### THE TASK
Starting with the first line of the data that follows, transcribe every line verbatim until the line containing "mark the maki roll | one pin per instance." has been transcribed.

━━━━

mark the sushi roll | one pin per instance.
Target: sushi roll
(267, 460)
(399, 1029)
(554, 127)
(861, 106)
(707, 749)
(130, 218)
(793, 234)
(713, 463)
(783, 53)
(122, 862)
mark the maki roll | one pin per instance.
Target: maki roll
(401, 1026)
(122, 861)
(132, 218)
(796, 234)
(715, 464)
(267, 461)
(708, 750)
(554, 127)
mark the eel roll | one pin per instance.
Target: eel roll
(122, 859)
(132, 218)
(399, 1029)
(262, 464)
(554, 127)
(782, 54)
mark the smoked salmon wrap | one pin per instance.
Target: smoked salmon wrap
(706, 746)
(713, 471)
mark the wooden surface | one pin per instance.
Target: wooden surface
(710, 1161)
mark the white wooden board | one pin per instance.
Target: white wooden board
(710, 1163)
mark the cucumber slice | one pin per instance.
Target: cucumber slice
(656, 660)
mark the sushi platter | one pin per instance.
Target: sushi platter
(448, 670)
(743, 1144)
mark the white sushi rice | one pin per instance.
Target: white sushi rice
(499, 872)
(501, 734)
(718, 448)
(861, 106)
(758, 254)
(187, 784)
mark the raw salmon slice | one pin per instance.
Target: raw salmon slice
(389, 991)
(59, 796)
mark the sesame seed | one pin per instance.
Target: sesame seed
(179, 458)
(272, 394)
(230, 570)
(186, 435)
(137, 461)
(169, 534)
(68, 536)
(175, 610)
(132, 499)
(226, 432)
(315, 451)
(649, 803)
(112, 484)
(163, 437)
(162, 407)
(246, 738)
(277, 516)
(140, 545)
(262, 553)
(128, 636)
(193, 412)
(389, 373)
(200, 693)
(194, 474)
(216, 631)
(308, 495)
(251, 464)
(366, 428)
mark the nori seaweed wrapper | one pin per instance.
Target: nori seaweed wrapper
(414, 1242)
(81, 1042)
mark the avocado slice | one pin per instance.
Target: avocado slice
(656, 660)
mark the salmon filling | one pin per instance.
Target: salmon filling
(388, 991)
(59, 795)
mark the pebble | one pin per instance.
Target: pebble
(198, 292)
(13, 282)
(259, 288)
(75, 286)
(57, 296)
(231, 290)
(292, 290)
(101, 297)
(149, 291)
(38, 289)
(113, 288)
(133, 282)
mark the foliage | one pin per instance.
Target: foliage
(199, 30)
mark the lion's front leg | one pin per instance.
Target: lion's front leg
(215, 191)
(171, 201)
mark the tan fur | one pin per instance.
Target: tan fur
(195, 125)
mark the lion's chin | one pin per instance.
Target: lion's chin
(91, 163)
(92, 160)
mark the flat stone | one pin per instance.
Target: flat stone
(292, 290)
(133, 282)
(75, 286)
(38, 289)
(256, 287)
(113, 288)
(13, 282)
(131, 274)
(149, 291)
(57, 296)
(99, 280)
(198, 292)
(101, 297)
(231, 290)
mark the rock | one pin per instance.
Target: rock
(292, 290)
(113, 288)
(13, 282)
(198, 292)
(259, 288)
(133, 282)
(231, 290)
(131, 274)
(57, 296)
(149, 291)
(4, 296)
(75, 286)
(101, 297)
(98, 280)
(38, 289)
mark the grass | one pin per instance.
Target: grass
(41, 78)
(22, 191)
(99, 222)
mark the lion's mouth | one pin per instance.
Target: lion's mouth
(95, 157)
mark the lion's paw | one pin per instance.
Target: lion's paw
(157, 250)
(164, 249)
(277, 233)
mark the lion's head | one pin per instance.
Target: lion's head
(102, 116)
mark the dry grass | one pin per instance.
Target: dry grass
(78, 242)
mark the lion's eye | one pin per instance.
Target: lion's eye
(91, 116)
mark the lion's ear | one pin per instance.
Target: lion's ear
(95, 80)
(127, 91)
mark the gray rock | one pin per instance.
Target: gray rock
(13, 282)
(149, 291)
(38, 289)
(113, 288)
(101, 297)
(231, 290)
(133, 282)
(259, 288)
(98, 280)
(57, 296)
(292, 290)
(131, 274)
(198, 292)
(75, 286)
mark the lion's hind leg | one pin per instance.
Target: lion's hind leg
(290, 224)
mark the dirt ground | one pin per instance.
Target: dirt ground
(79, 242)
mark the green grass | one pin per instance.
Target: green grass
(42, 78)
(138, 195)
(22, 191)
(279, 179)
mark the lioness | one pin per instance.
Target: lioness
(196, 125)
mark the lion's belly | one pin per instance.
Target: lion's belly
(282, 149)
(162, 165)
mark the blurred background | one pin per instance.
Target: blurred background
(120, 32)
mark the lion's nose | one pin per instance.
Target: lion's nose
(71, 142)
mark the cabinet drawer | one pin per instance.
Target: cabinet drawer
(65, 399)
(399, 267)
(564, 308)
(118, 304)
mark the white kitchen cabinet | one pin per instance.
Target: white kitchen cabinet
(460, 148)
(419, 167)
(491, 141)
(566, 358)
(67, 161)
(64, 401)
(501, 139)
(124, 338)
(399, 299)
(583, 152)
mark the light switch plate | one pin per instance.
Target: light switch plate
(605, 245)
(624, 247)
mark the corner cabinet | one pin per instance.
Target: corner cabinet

━━━━

### SOLUTION FOR THIS PROBLEM
mark the sushi roll | one pin per instance.
Target: sushi roll
(267, 460)
(399, 1029)
(554, 127)
(861, 106)
(707, 749)
(130, 218)
(793, 234)
(713, 463)
(783, 53)
(122, 862)
mark the maki roll | one pin per instance.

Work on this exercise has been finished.